## Exercise goal
Could you set down the lines from the first line of the entries below through the line with "box: [276, 986, 330, 1107]", exactly and with no pictures?

□ □ □

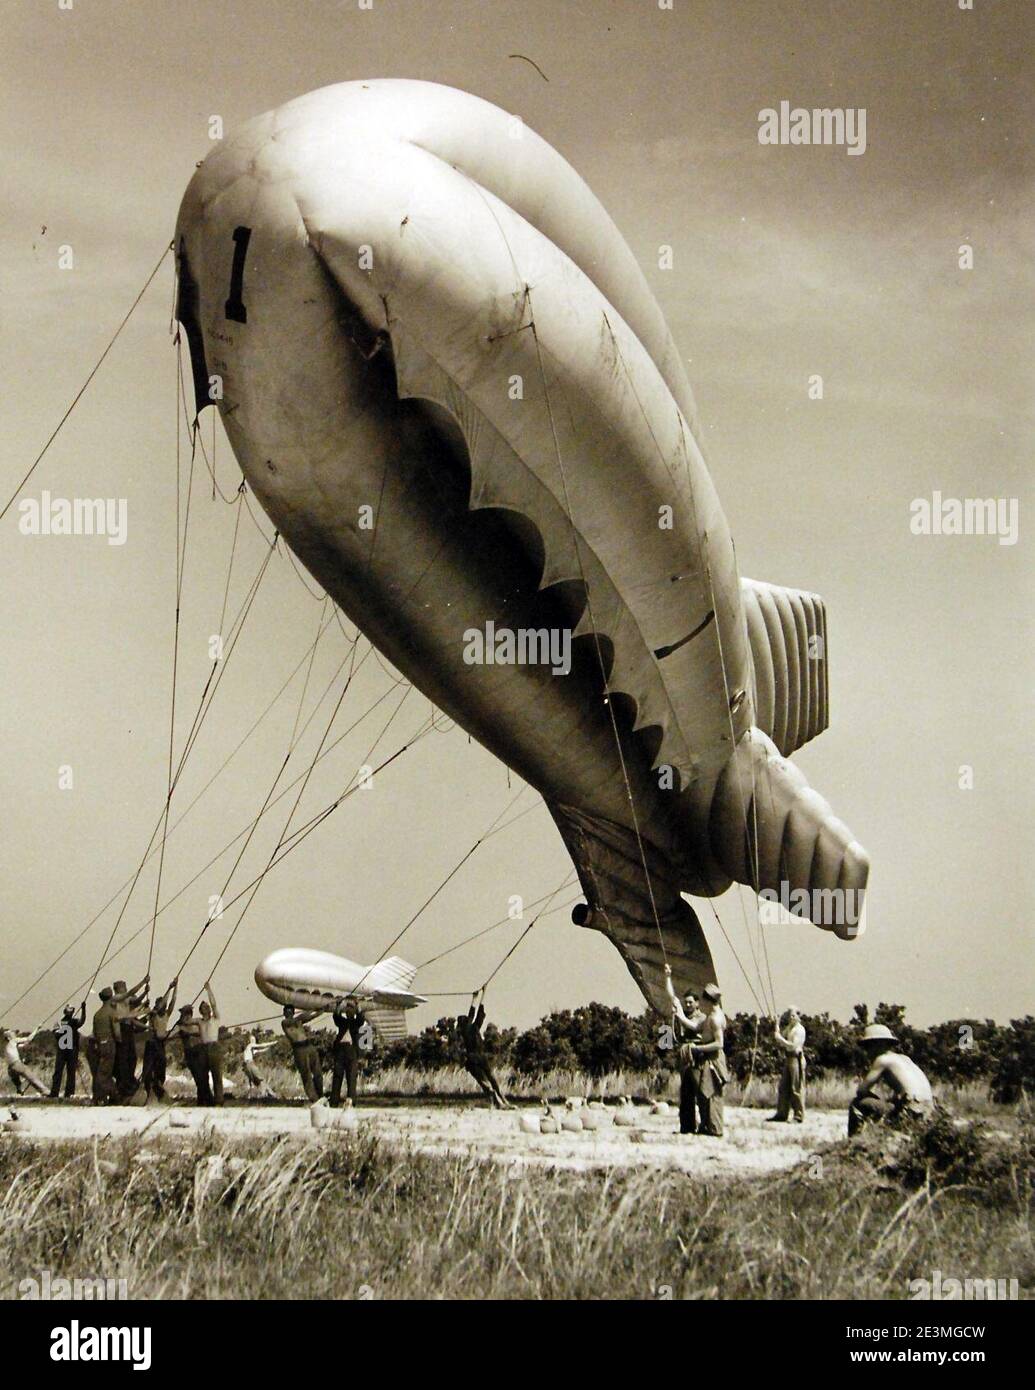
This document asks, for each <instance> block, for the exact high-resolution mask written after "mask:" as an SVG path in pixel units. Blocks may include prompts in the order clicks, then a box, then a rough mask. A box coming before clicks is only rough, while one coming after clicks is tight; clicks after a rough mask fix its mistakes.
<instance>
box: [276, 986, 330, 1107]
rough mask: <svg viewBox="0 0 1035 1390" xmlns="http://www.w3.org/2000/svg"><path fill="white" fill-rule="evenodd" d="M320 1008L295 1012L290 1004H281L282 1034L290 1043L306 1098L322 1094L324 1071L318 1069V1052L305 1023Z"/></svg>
mask: <svg viewBox="0 0 1035 1390" xmlns="http://www.w3.org/2000/svg"><path fill="white" fill-rule="evenodd" d="M321 1013H322V1009H313V1011H311V1012H308V1013H296V1012H295V1009H293V1008H292V1005H290V1004H285V1006H283V1022H282V1023H281V1027H282V1029H283V1036H285V1037H286V1038H288V1041H289V1042H290V1045H292V1056H293V1058H295V1065H296V1068H297V1069H299V1076H300V1077H301V1086H303V1088H304V1091H306V1099H308V1101H318V1099H320V1098H321V1097H322V1094H324V1073H322V1072H321V1069H320V1052H318V1051H317V1045H315V1042H314V1041H313V1038H311V1037H310V1036H308V1033H307V1031H306V1024H307V1023H311V1022H313V1019H315V1017H320V1015H321Z"/></svg>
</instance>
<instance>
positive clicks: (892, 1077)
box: [847, 1023, 935, 1138]
mask: <svg viewBox="0 0 1035 1390" xmlns="http://www.w3.org/2000/svg"><path fill="white" fill-rule="evenodd" d="M897 1041H899V1040H897V1038H896V1037H895V1034H893V1033H892V1030H891V1029H889V1027H885V1024H884V1023H871V1024H870V1027H868V1029H866V1031H864V1033H863V1037H861V1042H863V1048H864V1051H866V1055H867V1061H868V1063H870V1070H868V1072H867V1073H866V1076H864V1077H863V1080H861V1081H860V1084H859V1090H857V1091H856V1097H854V1099H853V1101H852V1104H850V1105H849V1111H847V1131H849V1138H850V1137H852V1136H853V1134H857V1133H859V1130H860V1129H861V1127H863V1126H864V1125H866V1123H867V1122H868V1120H877V1122H879V1123H884V1125H893V1126H895V1127H902V1126H904V1125H907V1123H909V1122H910V1120H913V1119H922V1118H924V1116H925V1115H929V1113H931V1112H932V1111H934V1108H935V1098H934V1094H932V1091H931V1083H929V1081H928V1079H927V1074H925V1073H924V1072H922V1070H921V1069H920V1068H918V1066H917V1063H916V1062H914V1061H913V1058H909V1056H906V1054H904V1052H896V1051H895V1048H893V1047H892V1044H893V1042H897ZM878 1086H884V1087H885V1090H886V1095H885V1097H879V1095H874V1091H875V1088H877V1087H878Z"/></svg>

□ □ □

## Result for this exercise
This document asks, for each <instance> block, for the exact high-resolution mask written after "mask:" as an SVG path in pixel units. Blocks may include prompts in the order clicks, then a box, then a rough mask. A box coming before clicks is only rough, while one coming after clicks is tight; clicks after a rough mask fix its mistakes.
<instance>
box: [276, 986, 330, 1107]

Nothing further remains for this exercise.